* [Exercise prompt]: Give a verbatim repeat of the lines that run from the line containing "of the small" to the end of the data below.

-- START Source records --

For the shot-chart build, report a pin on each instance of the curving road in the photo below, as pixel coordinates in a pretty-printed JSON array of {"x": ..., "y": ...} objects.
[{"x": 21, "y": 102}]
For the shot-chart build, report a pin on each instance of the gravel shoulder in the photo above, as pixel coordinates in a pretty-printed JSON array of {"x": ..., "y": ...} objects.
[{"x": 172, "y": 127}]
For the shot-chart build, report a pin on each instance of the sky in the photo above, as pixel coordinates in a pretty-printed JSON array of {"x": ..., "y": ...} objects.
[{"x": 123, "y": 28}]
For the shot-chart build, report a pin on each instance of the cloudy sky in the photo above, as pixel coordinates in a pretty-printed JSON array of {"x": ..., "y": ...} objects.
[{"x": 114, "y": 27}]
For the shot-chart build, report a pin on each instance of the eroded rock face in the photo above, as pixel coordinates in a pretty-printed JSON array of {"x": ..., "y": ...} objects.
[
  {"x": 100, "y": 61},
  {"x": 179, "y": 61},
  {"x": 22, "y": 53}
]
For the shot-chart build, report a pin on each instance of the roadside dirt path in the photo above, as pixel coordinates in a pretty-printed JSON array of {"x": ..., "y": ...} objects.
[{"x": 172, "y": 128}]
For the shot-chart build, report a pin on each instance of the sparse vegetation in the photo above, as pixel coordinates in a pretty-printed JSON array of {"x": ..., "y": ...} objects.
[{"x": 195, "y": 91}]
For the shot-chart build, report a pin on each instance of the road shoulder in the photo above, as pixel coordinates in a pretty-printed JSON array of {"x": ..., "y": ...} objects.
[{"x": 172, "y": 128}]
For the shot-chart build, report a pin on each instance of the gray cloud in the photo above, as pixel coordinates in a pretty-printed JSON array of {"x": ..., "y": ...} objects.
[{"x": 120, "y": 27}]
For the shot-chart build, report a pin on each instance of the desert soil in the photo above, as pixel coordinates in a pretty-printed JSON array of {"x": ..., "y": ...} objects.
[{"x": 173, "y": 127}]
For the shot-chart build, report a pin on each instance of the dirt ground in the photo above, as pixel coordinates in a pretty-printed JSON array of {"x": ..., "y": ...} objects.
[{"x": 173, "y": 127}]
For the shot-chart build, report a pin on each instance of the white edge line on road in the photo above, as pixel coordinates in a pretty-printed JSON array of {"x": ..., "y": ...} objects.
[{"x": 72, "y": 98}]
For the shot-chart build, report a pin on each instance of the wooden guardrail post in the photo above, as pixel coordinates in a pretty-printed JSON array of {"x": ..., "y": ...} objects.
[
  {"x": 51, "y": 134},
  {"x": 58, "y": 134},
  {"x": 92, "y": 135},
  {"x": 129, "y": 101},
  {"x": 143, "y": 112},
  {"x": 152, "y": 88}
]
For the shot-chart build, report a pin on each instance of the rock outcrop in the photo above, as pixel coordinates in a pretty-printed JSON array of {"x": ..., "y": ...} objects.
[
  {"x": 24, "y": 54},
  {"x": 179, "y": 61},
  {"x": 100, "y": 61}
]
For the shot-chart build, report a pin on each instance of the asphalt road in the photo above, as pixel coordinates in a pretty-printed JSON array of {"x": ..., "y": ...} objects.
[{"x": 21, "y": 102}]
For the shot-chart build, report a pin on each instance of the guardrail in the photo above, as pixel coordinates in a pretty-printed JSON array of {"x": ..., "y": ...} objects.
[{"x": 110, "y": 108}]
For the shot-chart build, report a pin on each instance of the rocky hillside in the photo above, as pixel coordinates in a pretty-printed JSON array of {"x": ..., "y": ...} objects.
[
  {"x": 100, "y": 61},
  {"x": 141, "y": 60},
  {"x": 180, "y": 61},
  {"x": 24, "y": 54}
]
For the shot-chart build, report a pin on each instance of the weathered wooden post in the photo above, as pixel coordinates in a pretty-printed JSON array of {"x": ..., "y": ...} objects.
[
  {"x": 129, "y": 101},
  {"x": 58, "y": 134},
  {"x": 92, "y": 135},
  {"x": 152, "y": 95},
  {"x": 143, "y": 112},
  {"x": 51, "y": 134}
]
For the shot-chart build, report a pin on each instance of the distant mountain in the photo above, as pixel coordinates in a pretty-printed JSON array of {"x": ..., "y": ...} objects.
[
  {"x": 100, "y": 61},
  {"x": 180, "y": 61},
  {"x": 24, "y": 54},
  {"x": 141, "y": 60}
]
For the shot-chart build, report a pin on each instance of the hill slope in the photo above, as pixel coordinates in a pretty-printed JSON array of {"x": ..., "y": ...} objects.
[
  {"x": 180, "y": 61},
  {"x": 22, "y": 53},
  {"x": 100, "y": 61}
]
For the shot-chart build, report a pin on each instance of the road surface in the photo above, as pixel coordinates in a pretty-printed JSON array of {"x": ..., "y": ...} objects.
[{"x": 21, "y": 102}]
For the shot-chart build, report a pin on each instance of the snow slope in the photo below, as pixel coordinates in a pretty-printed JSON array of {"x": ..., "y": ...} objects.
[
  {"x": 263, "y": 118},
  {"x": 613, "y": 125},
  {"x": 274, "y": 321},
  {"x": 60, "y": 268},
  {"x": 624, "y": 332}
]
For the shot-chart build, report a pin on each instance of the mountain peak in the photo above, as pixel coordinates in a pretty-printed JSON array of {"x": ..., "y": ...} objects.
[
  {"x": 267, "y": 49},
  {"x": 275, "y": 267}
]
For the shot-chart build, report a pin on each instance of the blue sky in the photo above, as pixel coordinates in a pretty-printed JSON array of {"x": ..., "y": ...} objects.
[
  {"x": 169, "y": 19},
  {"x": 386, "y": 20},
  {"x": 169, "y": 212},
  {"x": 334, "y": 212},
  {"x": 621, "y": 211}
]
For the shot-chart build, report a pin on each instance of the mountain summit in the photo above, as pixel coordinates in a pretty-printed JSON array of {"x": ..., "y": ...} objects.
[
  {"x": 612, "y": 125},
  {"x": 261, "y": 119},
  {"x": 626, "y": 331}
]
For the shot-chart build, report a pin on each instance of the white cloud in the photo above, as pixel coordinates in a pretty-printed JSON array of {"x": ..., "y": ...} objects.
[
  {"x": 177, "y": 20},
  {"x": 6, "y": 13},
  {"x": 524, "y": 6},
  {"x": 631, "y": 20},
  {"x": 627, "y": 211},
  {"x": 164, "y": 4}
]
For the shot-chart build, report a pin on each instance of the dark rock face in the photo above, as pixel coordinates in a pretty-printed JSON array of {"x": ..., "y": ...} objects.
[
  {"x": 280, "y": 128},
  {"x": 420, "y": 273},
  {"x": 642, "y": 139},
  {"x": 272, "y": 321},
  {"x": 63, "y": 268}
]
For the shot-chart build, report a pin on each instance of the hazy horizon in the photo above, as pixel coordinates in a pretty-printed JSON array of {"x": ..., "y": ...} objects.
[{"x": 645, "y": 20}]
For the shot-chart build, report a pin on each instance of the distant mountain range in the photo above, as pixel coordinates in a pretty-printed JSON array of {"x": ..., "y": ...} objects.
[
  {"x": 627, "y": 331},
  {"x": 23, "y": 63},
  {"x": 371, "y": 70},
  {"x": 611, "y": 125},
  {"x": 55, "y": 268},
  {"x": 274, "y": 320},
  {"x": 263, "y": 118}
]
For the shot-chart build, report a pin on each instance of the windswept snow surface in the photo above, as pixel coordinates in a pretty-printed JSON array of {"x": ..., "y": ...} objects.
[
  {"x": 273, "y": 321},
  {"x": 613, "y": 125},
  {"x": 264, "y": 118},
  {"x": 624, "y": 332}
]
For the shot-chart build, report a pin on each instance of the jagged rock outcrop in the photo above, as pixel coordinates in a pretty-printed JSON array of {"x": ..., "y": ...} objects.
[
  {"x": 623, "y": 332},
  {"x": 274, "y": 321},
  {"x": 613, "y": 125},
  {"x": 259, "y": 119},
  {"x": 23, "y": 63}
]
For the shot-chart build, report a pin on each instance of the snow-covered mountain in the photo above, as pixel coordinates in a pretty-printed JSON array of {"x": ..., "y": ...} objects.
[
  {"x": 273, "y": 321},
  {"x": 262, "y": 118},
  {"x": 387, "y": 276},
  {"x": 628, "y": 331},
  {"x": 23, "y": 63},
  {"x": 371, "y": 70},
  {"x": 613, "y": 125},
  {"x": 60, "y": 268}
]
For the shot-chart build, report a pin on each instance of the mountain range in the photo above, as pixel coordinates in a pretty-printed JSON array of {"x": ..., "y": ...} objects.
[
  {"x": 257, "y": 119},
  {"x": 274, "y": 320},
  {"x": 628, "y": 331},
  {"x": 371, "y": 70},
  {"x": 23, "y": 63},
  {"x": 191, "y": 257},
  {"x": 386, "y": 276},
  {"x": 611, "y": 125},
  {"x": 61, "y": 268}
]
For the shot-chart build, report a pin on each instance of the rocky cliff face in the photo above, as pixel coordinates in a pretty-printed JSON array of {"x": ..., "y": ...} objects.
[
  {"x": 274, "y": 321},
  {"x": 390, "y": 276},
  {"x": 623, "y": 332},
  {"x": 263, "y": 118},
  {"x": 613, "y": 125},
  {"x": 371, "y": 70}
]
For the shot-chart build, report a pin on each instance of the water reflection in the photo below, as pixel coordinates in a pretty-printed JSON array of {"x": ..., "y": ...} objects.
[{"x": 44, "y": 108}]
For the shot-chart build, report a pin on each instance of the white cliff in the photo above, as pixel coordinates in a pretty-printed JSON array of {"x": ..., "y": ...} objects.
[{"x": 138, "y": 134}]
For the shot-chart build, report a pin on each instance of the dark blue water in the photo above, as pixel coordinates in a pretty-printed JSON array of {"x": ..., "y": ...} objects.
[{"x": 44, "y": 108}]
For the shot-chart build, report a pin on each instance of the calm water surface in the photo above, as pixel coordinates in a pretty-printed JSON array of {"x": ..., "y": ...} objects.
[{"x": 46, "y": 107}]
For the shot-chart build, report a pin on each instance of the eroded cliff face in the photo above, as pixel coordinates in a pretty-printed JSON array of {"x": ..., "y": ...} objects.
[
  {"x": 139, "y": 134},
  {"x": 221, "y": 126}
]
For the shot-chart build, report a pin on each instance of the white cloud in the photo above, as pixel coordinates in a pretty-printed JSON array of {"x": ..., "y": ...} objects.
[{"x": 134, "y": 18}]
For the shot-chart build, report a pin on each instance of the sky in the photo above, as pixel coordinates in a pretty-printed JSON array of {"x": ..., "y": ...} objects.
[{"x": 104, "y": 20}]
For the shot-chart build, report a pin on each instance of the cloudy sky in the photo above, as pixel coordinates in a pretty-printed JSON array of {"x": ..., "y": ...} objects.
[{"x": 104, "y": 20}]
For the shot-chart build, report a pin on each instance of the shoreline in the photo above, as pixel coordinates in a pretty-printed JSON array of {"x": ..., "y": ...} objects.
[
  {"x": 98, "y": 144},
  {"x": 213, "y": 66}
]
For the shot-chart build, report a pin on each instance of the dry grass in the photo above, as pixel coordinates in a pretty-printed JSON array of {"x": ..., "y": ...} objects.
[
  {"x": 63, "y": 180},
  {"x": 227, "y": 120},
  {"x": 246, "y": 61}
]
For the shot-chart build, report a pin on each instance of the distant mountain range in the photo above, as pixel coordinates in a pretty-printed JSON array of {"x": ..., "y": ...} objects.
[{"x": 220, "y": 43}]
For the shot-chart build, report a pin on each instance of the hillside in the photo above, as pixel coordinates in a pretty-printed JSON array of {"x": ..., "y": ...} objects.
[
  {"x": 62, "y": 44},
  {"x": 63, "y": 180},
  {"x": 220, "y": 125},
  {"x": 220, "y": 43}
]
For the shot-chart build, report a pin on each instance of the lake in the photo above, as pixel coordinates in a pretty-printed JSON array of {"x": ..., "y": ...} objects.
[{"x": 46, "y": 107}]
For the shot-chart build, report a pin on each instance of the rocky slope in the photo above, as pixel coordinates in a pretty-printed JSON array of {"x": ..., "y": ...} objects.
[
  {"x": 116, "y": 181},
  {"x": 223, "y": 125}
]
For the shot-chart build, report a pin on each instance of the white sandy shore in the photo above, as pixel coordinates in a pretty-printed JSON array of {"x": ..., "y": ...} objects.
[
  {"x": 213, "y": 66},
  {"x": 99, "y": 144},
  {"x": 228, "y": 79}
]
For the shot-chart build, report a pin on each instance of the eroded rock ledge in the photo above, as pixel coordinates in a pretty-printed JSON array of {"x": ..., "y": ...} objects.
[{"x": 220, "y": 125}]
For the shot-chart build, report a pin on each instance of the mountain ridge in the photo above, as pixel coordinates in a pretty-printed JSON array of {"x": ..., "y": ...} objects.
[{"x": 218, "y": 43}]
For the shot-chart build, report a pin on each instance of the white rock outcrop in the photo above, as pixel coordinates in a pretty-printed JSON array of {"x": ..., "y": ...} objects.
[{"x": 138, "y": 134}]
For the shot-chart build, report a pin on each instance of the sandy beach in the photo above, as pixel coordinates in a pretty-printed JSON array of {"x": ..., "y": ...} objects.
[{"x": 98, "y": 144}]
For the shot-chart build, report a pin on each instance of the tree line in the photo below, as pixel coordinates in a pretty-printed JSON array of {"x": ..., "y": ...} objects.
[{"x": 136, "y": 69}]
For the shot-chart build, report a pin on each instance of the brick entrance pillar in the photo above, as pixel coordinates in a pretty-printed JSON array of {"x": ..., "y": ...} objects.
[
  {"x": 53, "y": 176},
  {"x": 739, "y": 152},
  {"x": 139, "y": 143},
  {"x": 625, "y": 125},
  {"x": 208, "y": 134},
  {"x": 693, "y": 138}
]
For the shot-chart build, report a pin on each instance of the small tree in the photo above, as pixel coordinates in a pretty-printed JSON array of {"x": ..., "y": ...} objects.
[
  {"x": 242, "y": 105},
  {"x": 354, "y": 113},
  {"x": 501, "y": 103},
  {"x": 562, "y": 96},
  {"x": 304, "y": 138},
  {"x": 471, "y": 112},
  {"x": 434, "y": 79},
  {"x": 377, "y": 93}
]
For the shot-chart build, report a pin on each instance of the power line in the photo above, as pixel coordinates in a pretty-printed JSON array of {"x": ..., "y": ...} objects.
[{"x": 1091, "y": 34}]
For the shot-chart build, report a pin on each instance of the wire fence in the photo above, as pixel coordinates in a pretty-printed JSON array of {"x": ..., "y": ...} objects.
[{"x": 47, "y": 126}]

-- END Source records --

* [Solution]:
For the shot-chart build, report a pin on each instance of the small tree in the photo above, as pixel coordinates in a pretty-printed JSON array of {"x": ..., "y": ...} objects.
[
  {"x": 242, "y": 105},
  {"x": 354, "y": 113},
  {"x": 501, "y": 103},
  {"x": 562, "y": 96},
  {"x": 304, "y": 138},
  {"x": 471, "y": 112},
  {"x": 434, "y": 79},
  {"x": 377, "y": 93}
]
For the shot-chart build, report a pin on each instance of the power line in the photo above, as pixel coordinates in a pretty-printed JSON array of {"x": ..., "y": ...} objects.
[{"x": 1091, "y": 34}]
For the shot-chart build, report a pin on each instance of the wire fence in the photo above, as pixel coordinates in a pretty-printed JSON array of {"x": ..., "y": ...} objects.
[{"x": 47, "y": 126}]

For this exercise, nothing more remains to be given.